=== Passage ===
• • • • •

Hello!
I am using Couchbase 4.1 CE. I have finished converting a location query that would return me a feed of information based on some distances, supposedly minimizing the number of items it needs to run on by filtering by min/max lat and lng, ordered by a sum of weight (a pre-calculated one and another one handled in real-time).
Much probably the following query may perform much better, but since I don’t have such knowledge in Couchbase, it is being such a great challenge to work with such queries. I am all open to suggestions.
One of the issues I’ve noticed is probably the need for recalculation the same two passed values at least two times. Of course one another important one is the lack of indexes, that I’ve preferred to only create at the end.
Document feed (user_account::1::feed::26):
{
"related_id": "item::5",
"_type": "feed",
"account_id": "user_account::1",
"total_weight": 0,
"created_at": 1474553980,
"action_type": "EXAMPLE_ACTION",
"_id": 26
}
Related document (item::5):
{
"title": "Testing",+
"type": "ITEM_TYPE",
"location": [
{
"lat": 38.7628539,
"lng": -9.1170388
}
],
"created_by": "user_account::1",
"_id": 5,
"_type": "item",
"created_at": 1474543977
}
My current query:
SELECT itemEntry, relatedItemDetails, distance, weight_distance, itemEntry.total_weight FROM (
SELECT itemEntry, relatedItemDetails, distance, weight_distance
FROM default itemEntry
NEST default relatedItemDetails ON KEYS (itemEntry.related_id)
/* get weight based on distance, and sum the ALIAS of it to total_weight when ordering */
LET distance = CASE
WHEN relatedItemDetails[0].location[0] IS NOT MISSING AND
relatedItemDetails[0].location[0].lat BETWEEN -0.89932160591873 AND 0.89932160591873 AND
relatedItemDetails[0].location[0].lng BETWEEN -0.89932160591873 AND 0.89932160591873
THEN (acos(sin( 0 )*sin(radians(relatedItemDetails[0].location[0].lat)) + cos( 0 )*cos(radians(relatedItemDetails[0].location[0].lat))*cos(radians(relatedItemDetails[0].location[0].lng)-( 0 ))) * 6371)

• • • • •

=== Supplied records ===

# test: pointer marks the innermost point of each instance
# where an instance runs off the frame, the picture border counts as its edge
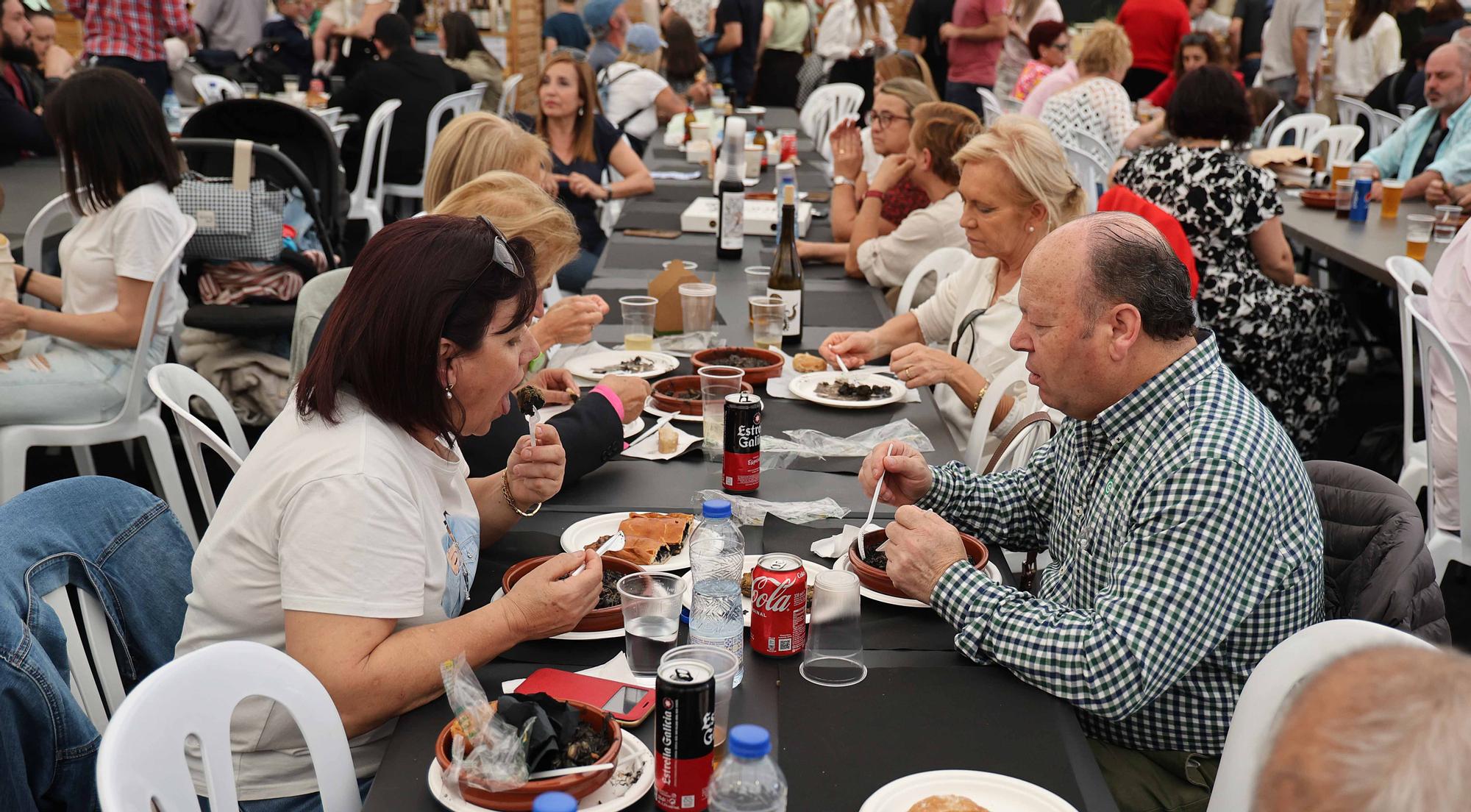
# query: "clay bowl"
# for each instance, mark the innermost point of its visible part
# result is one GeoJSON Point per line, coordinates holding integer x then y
{"type": "Point", "coordinates": [879, 582]}
{"type": "Point", "coordinates": [752, 374]}
{"type": "Point", "coordinates": [598, 620]}
{"type": "Point", "coordinates": [521, 798]}
{"type": "Point", "coordinates": [664, 395]}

• • • • •

=== Actions to take ===
a: Which version of Couchbase does the Couchbase forum post say is in use?
b: List every field name in the feed document (user_account::1::feed::26) shown in the Couchbase forum post.

=== Expected responses ===
a: Couchbase 4.1 CE.

b: related_id, _type, account_id, total_weight, created_at, action_type, _id